Requirement: All that is needed is the number of lines in the records that contain the word "iron", stated without anything else.

· · · · ·

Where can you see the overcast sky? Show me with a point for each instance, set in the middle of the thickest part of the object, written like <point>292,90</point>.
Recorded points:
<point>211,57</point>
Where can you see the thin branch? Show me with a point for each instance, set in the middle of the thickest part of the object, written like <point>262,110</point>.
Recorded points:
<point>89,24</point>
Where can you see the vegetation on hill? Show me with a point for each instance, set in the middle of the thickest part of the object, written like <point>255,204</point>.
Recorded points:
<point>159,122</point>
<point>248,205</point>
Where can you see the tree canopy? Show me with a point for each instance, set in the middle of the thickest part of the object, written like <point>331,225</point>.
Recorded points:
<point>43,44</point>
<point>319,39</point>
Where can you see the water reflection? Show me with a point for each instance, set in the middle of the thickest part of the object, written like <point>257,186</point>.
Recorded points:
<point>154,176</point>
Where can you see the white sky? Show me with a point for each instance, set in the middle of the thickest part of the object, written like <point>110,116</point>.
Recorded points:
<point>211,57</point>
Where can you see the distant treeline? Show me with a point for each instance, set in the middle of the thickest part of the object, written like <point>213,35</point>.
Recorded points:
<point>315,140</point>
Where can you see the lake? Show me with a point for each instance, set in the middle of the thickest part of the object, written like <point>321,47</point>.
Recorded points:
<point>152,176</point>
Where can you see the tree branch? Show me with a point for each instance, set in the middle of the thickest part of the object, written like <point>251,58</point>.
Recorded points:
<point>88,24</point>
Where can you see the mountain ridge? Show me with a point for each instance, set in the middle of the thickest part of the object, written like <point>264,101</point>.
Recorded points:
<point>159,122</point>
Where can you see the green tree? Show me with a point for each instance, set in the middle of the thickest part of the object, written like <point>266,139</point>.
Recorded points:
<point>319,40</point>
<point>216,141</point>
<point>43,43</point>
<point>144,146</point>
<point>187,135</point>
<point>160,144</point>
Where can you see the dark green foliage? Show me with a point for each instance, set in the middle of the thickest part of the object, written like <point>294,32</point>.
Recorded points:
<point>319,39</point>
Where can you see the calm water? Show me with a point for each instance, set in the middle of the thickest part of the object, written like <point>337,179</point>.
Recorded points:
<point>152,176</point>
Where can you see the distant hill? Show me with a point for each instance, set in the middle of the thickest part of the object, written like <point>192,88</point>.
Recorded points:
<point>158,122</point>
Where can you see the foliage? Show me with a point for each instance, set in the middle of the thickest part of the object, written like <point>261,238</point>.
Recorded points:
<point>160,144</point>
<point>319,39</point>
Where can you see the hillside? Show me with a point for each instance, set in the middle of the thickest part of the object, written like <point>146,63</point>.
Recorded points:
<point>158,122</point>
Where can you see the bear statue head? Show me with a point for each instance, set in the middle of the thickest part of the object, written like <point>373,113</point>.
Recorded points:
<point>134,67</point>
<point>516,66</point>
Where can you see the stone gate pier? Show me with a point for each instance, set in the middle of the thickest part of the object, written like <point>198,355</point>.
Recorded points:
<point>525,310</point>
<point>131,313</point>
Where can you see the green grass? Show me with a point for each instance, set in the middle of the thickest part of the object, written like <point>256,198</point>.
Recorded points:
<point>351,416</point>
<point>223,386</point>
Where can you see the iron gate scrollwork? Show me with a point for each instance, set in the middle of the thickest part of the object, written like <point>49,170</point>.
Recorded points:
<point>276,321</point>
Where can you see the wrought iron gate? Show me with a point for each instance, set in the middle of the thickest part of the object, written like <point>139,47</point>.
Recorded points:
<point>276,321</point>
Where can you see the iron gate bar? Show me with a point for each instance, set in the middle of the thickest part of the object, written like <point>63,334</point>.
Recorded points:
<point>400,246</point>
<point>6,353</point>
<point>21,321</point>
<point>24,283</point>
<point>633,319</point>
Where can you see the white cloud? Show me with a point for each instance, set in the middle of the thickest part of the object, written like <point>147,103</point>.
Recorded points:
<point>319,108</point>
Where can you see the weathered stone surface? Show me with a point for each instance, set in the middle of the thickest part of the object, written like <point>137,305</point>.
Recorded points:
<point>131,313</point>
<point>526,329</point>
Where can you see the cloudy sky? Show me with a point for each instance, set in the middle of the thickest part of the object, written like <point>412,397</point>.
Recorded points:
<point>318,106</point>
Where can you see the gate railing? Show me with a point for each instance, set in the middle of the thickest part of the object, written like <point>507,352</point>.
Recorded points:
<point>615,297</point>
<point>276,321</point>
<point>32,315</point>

· · · · ·

Answer box: 3